[Saved entries]
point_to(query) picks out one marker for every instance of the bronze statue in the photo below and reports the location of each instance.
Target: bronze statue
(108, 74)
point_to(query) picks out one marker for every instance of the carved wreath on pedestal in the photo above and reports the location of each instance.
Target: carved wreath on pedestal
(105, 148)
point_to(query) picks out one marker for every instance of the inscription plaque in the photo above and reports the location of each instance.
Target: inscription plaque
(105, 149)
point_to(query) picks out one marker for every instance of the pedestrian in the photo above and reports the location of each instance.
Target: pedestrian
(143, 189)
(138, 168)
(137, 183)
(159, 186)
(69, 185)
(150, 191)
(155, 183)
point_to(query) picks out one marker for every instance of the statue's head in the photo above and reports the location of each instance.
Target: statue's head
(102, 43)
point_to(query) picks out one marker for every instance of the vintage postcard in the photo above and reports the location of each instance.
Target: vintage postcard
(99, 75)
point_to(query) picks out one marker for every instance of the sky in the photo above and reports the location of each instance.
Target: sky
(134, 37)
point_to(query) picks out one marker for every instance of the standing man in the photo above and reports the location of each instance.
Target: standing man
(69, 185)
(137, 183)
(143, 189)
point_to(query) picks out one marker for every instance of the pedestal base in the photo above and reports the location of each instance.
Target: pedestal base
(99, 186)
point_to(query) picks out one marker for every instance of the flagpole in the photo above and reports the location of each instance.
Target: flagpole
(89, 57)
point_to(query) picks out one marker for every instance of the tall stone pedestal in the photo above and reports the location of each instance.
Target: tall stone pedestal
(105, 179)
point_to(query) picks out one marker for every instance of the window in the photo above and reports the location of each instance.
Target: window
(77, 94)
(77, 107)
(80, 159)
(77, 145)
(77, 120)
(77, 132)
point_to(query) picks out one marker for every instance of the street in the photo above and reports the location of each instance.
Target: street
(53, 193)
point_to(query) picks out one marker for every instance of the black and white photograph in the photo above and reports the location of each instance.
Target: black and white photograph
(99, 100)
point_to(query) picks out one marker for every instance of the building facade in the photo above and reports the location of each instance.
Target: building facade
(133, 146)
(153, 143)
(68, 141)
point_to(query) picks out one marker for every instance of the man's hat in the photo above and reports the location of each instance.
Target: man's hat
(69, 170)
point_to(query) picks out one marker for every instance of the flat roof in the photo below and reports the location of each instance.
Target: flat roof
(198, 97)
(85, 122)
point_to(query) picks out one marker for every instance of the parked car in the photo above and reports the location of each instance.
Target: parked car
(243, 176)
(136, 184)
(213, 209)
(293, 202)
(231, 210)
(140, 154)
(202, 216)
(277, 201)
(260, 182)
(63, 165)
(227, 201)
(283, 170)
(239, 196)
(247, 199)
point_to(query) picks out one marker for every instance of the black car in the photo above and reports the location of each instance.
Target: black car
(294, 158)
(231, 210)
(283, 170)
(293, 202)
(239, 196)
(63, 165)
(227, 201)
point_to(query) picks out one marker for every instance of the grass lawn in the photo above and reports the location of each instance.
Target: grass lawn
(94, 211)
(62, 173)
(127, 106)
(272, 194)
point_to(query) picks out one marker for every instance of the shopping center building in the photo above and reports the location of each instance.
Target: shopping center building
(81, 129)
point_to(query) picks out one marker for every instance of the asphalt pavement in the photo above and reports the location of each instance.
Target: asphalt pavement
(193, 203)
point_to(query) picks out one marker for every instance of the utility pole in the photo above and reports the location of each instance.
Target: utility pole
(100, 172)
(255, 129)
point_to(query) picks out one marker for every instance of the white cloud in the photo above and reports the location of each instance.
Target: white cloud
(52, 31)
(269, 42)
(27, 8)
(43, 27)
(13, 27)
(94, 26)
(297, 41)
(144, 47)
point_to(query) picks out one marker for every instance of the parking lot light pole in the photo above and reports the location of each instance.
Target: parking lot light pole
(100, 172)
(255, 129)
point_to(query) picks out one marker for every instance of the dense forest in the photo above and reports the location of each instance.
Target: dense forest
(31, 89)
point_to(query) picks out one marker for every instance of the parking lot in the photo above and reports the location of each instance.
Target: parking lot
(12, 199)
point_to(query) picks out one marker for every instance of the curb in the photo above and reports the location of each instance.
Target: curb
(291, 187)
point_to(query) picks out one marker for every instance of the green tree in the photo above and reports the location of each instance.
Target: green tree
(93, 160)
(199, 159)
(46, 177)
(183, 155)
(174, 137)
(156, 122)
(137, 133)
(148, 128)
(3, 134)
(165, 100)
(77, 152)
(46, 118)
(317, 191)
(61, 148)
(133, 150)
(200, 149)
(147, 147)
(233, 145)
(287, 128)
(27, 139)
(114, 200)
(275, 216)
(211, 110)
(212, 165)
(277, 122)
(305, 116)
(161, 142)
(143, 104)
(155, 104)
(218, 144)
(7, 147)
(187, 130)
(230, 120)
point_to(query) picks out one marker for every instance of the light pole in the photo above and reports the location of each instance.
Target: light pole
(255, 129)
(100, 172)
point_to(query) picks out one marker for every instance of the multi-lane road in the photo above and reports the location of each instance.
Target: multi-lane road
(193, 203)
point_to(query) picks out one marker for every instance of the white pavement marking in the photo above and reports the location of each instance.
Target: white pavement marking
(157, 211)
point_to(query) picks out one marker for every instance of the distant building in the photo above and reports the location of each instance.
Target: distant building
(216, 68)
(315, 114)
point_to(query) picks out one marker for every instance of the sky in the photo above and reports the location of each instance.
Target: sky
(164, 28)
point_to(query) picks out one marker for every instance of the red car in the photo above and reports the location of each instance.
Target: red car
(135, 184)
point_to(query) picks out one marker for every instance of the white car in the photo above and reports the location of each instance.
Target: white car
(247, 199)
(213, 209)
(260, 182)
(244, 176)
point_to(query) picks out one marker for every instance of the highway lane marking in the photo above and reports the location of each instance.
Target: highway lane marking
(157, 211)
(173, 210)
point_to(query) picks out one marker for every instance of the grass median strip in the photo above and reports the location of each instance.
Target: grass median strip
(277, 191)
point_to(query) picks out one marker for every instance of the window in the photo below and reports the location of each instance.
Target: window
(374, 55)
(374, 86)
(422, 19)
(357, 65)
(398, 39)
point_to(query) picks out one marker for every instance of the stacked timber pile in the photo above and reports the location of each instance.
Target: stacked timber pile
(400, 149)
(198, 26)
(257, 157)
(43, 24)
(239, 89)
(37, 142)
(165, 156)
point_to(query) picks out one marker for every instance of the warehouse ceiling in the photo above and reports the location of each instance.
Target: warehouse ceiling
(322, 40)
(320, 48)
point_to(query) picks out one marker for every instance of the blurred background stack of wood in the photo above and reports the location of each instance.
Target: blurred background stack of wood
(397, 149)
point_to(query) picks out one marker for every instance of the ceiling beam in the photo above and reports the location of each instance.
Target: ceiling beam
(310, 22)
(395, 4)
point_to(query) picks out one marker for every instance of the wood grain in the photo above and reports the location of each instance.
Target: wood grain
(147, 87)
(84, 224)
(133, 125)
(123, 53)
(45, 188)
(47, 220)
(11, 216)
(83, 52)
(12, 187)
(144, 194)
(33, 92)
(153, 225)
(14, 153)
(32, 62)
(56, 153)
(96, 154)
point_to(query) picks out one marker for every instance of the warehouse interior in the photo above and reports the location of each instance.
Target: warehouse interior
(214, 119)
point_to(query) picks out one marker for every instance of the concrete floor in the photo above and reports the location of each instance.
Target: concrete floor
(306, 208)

# Exercise instructions
In the entries above, identify each line that includes the string "below", then copy it.

# The completed task
point_to(query) picks out one marker for every instance of the bronze statue in the photo below and reports the location of each instance.
point_to(query) picks out one marker for every instance of the flat roof in the photo below and reports the location of each instance.
point_to(query) picks out one marker for every instance of the window in the photo below and reports the location of each instance.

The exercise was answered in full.